--- start RAW RECORDS ---

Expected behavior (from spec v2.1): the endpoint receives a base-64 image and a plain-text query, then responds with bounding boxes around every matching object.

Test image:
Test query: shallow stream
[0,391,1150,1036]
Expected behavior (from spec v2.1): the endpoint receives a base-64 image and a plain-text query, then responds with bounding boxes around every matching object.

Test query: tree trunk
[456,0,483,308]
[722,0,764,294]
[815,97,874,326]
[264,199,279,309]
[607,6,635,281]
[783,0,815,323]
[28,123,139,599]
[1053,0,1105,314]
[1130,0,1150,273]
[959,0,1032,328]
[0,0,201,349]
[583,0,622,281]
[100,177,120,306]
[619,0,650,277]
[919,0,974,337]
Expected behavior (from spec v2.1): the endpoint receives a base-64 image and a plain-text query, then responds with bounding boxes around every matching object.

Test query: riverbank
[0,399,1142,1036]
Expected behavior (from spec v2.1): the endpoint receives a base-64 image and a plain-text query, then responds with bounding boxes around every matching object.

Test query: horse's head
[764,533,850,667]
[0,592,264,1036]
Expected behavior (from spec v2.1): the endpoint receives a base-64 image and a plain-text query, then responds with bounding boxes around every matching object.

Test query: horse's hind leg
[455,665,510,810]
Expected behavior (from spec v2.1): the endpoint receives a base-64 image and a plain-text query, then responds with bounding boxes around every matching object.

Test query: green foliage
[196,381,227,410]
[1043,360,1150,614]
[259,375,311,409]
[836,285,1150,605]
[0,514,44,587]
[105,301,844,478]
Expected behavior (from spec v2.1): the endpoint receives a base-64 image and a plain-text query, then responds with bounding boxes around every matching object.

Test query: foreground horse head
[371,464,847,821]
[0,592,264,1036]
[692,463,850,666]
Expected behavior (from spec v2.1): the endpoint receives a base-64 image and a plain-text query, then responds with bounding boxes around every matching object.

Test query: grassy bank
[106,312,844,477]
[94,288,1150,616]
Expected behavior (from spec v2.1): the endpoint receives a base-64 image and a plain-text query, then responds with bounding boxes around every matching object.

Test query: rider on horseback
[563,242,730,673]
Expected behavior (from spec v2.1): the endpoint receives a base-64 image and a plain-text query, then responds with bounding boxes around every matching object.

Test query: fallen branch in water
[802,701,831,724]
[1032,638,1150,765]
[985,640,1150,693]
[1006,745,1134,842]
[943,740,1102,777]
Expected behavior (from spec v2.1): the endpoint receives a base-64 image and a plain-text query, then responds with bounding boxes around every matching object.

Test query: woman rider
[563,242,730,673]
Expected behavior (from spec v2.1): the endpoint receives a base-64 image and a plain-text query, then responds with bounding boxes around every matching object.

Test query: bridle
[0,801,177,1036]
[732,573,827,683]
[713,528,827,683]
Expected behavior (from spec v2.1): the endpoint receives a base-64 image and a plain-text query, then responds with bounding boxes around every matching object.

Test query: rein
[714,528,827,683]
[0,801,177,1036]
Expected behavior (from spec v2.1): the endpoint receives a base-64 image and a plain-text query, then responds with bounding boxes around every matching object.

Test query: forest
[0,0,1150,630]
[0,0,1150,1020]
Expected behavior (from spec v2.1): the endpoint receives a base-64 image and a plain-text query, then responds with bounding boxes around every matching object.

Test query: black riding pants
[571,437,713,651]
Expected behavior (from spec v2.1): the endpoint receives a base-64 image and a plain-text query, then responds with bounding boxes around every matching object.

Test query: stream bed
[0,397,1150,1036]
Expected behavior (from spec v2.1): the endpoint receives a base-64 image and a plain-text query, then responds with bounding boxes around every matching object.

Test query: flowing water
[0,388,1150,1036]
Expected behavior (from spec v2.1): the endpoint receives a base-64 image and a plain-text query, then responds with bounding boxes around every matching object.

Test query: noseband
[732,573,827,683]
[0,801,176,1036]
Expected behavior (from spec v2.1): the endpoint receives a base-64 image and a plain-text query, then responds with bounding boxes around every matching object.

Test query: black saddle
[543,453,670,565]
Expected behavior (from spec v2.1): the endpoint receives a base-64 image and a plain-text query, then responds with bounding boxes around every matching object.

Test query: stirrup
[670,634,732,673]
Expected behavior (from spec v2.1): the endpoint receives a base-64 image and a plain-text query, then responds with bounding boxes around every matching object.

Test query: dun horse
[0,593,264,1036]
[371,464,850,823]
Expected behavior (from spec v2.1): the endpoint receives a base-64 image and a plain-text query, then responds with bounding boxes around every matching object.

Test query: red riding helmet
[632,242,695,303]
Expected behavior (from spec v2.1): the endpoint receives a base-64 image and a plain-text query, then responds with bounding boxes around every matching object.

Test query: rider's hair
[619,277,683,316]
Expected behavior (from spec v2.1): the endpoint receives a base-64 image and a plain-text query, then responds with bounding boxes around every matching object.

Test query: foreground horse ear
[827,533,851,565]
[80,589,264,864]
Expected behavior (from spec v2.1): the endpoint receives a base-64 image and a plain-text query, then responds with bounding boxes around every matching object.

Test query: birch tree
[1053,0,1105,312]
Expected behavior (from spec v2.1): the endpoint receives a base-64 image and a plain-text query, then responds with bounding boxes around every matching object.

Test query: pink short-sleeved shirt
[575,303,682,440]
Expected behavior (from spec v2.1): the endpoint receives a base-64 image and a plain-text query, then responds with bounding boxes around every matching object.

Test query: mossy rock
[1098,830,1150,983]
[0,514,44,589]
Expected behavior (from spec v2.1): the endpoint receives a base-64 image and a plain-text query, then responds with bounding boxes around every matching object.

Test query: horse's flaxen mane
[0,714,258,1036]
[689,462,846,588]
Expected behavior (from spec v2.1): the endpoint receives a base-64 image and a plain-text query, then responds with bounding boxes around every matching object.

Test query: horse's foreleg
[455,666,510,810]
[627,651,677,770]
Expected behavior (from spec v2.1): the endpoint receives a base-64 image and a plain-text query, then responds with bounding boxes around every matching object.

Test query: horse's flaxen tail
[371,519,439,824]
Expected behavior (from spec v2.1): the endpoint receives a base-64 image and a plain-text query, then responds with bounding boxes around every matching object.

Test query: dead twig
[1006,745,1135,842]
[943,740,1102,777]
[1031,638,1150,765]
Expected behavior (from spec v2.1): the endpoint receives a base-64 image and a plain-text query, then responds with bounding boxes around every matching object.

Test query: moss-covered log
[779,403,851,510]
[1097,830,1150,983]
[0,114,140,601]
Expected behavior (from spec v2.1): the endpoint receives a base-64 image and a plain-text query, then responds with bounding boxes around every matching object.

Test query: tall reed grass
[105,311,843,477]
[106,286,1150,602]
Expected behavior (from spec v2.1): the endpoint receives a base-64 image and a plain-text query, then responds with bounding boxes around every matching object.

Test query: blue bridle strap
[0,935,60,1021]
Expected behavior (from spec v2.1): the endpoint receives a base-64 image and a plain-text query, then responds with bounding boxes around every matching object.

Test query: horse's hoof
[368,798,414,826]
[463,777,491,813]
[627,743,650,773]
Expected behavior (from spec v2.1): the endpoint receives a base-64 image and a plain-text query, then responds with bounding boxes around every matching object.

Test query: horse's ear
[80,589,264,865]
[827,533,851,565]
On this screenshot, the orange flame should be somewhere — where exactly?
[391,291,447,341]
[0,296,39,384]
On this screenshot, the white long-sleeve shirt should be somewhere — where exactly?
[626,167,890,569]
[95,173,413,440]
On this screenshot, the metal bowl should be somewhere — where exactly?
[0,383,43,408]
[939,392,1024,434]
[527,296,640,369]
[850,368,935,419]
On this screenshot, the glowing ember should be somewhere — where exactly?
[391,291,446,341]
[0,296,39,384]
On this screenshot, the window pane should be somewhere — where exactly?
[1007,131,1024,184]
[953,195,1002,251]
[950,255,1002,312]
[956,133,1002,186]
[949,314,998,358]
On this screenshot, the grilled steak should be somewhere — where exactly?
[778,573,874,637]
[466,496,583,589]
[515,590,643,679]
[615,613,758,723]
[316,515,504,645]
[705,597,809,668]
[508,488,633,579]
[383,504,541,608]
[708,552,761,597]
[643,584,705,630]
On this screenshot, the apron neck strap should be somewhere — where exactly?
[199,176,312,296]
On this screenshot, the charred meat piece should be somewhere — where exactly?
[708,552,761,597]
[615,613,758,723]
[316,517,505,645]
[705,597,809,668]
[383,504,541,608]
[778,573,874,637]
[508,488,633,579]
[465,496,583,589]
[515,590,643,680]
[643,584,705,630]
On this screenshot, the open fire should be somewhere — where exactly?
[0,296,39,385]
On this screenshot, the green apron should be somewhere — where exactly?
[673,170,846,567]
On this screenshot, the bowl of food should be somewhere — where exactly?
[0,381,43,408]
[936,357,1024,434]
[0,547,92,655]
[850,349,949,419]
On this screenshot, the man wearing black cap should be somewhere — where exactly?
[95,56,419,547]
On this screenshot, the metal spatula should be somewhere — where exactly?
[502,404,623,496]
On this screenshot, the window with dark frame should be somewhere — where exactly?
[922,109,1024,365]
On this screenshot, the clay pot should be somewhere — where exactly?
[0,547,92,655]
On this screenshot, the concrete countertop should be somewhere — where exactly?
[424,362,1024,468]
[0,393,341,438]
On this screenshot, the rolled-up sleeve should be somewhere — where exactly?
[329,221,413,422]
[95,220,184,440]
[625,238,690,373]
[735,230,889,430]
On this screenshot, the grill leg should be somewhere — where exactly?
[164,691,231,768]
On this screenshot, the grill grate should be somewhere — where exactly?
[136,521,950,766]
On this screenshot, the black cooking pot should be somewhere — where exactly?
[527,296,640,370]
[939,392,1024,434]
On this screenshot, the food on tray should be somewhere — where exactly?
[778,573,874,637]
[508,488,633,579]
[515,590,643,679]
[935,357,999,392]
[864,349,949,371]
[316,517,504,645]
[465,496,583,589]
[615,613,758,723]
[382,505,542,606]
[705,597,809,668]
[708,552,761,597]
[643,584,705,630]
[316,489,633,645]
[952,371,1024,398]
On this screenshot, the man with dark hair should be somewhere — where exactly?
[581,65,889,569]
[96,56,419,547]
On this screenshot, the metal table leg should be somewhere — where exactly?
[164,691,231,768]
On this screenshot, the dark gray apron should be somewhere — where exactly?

--- end RAW RECORDS ---

YOUR GOAL >>
Render everything from "On this screenshot, the white" down to "[95,173,413,440]" as a two-column CSV with the headers label_query and boxes. Give one row per record, put each field in double quotes, and replace any line breaks inside a field with spaces.

WRITTEN ANSWER >>
label_query,boxes
"On this screenshot, the white long-sleeve shirt should be somewhere — where exactly?","[626,167,890,569] [95,173,413,440]"